* **Given request**: Copy the records below word for word, starting at the line that holds "Where can the slender" and running through the end of the records, with both ends included. Leave out the pictures.

··· Entries supplied ···

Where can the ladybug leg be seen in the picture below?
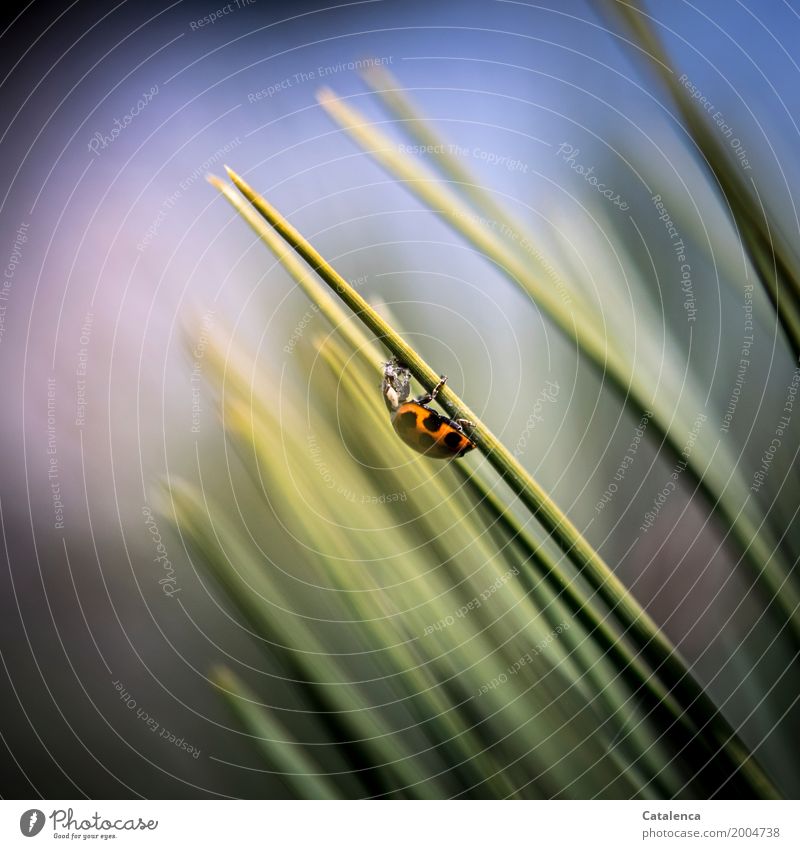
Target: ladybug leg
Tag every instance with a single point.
(430, 396)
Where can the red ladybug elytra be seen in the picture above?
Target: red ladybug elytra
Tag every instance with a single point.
(420, 427)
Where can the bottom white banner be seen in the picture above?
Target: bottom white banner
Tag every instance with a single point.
(388, 824)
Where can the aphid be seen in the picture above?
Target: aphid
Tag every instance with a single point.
(420, 427)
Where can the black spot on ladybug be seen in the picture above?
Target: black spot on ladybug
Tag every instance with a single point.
(408, 419)
(453, 440)
(433, 422)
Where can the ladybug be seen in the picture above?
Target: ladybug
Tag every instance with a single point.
(420, 427)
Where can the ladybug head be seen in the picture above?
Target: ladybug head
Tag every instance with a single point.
(396, 384)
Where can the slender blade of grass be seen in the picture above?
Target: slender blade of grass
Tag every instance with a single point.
(654, 645)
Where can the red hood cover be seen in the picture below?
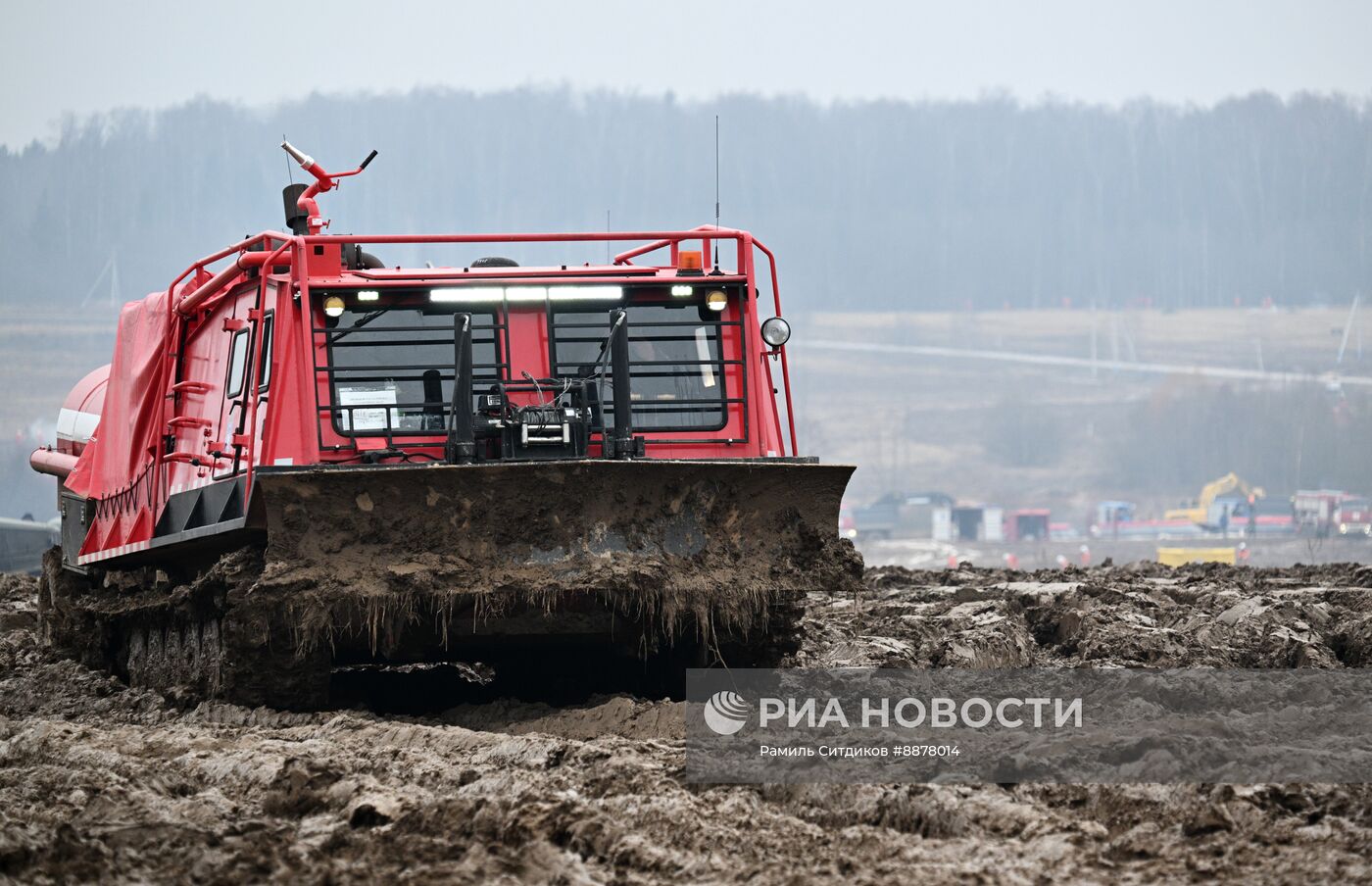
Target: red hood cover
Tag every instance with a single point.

···

* **Result**:
Where can the slender blade of grass be seen in the picture above?
Target: slender blade of grass
Tag every instance with a single point.
(654, 645)
Where can the red hood cover be seen in the picture below?
Target: red hood cover
Tag every instance with a single point.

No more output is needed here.